> _Data entries_
::::
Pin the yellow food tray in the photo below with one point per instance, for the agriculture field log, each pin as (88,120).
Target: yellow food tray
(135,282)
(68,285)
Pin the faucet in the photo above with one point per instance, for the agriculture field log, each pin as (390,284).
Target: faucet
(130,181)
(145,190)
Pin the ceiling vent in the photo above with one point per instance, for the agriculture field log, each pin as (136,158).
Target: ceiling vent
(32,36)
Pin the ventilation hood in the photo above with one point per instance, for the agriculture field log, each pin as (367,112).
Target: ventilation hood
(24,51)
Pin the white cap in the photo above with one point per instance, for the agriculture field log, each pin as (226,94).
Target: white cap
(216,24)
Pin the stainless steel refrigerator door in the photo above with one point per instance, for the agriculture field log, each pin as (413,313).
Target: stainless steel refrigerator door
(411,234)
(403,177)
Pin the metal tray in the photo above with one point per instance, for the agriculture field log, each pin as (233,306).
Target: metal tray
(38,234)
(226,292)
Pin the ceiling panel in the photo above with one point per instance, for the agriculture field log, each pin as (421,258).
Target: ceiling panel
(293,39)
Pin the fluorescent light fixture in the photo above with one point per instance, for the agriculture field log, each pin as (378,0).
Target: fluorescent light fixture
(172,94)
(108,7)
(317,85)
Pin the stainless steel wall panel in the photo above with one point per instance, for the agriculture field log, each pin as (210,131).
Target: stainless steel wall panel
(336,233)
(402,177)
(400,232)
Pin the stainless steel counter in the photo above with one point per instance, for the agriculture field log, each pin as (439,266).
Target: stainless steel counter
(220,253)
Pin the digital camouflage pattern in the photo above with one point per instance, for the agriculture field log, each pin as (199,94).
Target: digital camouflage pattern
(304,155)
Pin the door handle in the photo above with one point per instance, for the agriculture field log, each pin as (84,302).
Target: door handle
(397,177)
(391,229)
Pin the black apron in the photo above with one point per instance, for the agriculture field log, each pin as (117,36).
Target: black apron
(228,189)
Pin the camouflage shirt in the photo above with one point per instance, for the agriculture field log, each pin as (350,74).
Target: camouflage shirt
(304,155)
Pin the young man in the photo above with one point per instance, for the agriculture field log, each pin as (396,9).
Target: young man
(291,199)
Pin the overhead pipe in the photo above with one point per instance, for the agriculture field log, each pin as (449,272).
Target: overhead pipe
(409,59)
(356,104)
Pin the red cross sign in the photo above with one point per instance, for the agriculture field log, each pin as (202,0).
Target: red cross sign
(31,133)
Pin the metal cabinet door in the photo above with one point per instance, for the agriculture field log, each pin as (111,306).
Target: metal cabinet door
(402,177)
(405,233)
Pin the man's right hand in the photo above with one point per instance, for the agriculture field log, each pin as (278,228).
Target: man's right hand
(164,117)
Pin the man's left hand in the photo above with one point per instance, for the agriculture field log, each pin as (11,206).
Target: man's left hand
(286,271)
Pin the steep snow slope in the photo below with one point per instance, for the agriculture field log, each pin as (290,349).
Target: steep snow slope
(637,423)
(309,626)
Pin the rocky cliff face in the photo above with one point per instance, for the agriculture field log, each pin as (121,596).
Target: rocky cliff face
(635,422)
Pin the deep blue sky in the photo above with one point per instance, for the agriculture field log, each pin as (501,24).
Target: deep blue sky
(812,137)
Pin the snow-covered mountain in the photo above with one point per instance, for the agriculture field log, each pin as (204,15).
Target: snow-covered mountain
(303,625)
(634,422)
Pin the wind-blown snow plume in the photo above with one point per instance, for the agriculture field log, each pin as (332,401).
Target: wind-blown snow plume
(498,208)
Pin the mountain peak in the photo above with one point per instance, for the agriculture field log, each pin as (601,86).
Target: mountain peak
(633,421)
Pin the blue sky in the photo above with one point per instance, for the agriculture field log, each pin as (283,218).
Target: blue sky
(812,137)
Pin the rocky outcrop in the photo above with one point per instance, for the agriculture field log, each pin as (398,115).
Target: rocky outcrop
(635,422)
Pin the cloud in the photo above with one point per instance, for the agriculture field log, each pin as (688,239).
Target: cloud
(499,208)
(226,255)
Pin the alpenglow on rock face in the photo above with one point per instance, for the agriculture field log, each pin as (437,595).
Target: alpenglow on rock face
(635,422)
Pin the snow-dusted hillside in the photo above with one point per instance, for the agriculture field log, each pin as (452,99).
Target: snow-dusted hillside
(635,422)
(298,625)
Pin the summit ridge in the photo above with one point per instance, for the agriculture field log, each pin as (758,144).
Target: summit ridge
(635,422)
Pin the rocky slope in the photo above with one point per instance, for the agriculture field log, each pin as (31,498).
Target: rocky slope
::::
> _Work to be completed_
Scale the lines from the one containing "Pin the wind-blown" through the end of the lines above, reproducing every line in full. Multiply each answer coordinate by 2.25 and round to the nearest whole number, rounding halves up, while leaving all other numbers unchanged.

> _Reply to the task_
Pin the wind-blown snow plume in the photo above with one point per instance, for the agriculture field log, each pin as (332,401).
Target: wind-blown snow plume
(1121,468)
Pin the mountain peak in the photo above with one point per instance, for the agriculture field log, each pin as (601,86).
Target: mountain peak
(1424,947)
Pin the blue sky in the photo above with one point per instance, for the agriculture field log, each pin as (283,218).
Target: blue sky
(1827,308)
Pin the rocky outcrop in the photo above with one point per instance, for the agriculture field log, each pin as (398,115).
Target: rocky outcrop
(1429,950)
Pin the cloud in the photo above with one point per instance, for the agriculture field log, each pin as (688,239).
Target: cloud
(1123,468)
(509,574)
Pin the alpenglow on rock face in the photo above with one point per instance, for the agriculture field log, each pin as (437,595).
Target: alpenglow on rock face
(1429,950)
Pin the snow-dusted hillside in the photo above with one point per instance, for the agriculture field log, each pin as (452,99).
Target: snow-dusted hillside
(1429,950)
(671,1406)
Pin the summit ridge in the photo above with one point per instance, for the agriculture field log, each pin as (758,144).
Target: summit ridge
(1429,950)
Pin the rocky slope in the photo above with one point per instance, for the agriculture field log, each pin as (31,498).
Target: rocky slope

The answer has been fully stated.